As diferentes formas de negacionismos possuem como denominador comum a rejeição de evidências e de consensos préexistentes. As ideias defendidas pelos negacionistas são, em geral, controversas.

O negacionista não é necessariamente um desinformado. Em geral, é um indivíduo que descobre coisas que contradizem suas convicções e que ameaçam suas certezas. É um individuo que quer fugir da responsabilidade ou que deseja enganar as pessoas. Mais do que negar a ciência, o negaconista se opõe à verdade e aos fatos.

Muitas vezes, os negacionistas usam da pseudociência para enganar a população e propagar suas crenças. Eles criam falsas controvérsias sobre a argumentação científica e criam teorias conspiratórias para explicar o inexplicável. Eles desejam causar o descrédito da ciência e divulgar informações falsas que favorecem os interesses privados de determinados grupos.

O negacionismo pode ser provocado por diversos motivos, como crenças religiosas, ou defesa contra conhecimentos perturbadores. Esse comportamento costuma se fortalecer quando a sociedade se encontra em algum processo de instabilidade.

Os primeiros negacionistas rotulados com esse nome foram aqueles que negam o holocausto. Em seguida, vieram os que negam o aquecimento global e depois aqueles do movimento antivacina e os que negam a teoria da evolução.

⁂

• Ação necessária
Continue o texto sobre negacionismo a partir da última frase apresentada. As entradas não têm relação com este trecho.

⁂

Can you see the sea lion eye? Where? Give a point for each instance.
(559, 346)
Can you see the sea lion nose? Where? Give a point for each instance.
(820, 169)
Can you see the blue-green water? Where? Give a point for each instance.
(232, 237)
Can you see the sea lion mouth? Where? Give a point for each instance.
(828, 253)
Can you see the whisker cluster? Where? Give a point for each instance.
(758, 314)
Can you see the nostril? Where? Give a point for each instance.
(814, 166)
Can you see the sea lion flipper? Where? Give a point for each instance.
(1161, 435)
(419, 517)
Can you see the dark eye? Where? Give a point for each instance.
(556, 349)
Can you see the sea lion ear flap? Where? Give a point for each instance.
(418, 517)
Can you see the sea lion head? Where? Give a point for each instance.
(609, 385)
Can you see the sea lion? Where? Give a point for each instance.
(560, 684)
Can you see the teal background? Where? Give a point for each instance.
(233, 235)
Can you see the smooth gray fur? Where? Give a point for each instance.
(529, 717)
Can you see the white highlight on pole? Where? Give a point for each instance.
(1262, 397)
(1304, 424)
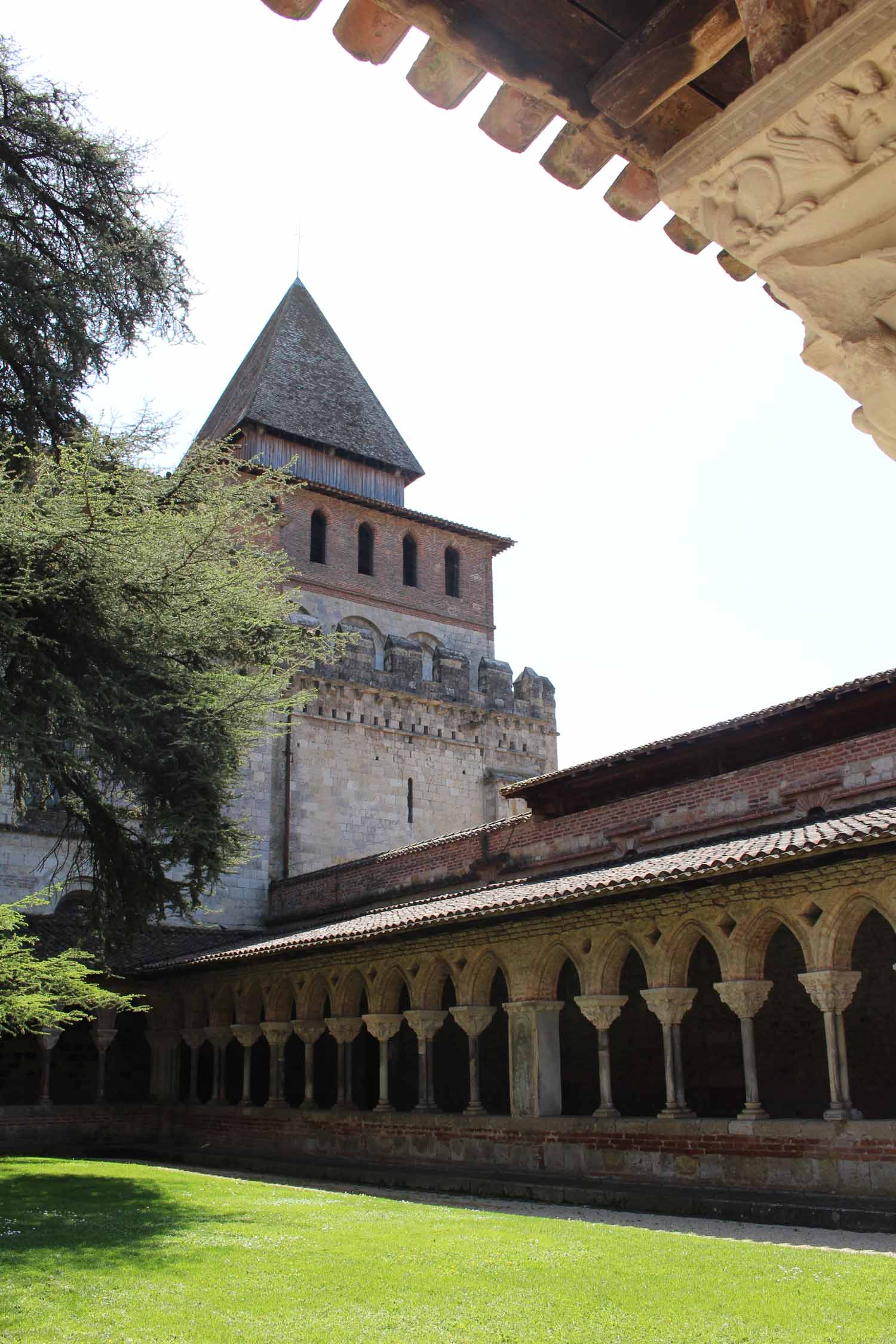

⁂

• Resposta
Algumas indústrias utilizam desse mecanismo para se contrapor aos conhecimentos científicos que contrariam seus interesses. Um caso emblemático ocorreu na década de 1950, quando a indústria do tabaco trabalhou para desacreditar as pesquisas que ligavam o fumo com o aumento do câncer. Chegaram a divulgar falsos artigos científicos com resultados não comprovados. 

O mesmo tipo de esquema foi utilizado para negar a existência do buraco na camada 

de ozônio. As indústrias do carvão e do petróleo fizeram de tudo para desacreditar a ciência climática e barrar os movimentos contra o aquecimento global.

A diminuição da taxa de vacinação mundial teve origem em um movimento pseudocientífico de antivacina provocado por um artigo publicado pelo britânico Andrew Wakefield, em 1998. Nesse texto, que depois ficou provado mentiroso, ele sugeriu um aparente vínculo entre a vacina tríplice e o autismo.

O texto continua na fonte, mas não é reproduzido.